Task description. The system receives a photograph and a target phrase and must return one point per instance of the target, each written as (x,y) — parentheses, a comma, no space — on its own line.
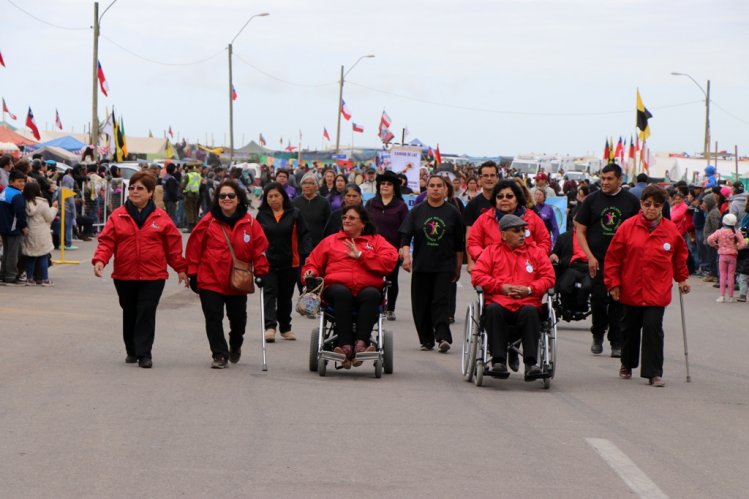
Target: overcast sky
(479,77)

··········

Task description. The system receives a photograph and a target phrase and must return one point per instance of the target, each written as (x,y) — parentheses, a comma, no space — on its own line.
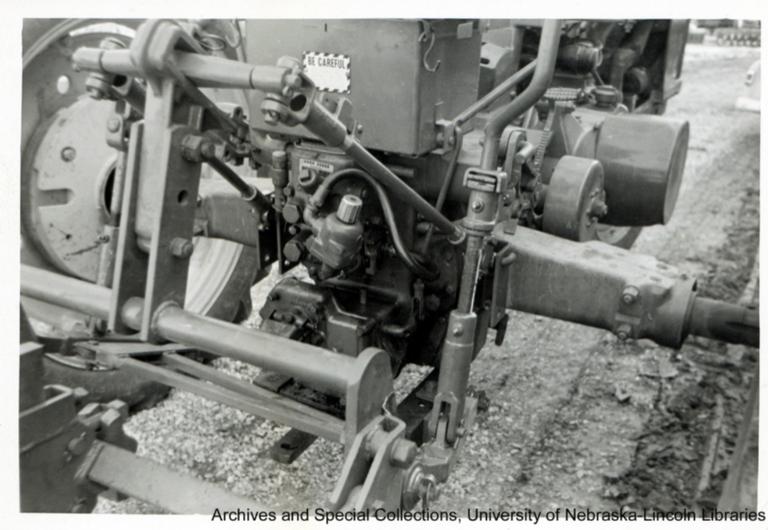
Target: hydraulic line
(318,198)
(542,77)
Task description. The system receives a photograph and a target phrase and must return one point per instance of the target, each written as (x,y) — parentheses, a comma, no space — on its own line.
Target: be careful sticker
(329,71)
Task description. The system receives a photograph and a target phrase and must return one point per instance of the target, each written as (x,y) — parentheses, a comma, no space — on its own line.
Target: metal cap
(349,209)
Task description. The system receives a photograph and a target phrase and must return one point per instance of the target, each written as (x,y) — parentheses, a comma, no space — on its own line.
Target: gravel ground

··········

■ **Instructions to follow**:
Output the lines above between the one holding "Target: be careful sticker" and the one holding "Target: gravel ground", inclusive, with nothing before or after them.

■ **Solution to the exercise**:
Target: be careful sticker
(329,71)
Task description. The system receives a photograph and a target phrase and must return one point per instance of the target, each written as (x,y) — parentheses, a comma, no space — on its own line.
Target: metal cap
(349,209)
Task description. The system receives a photograph and a target phrase and must return one point per instance of the target, each written as (x,y) — parentheses, a comma, no space — on its own line.
Target: gravel ground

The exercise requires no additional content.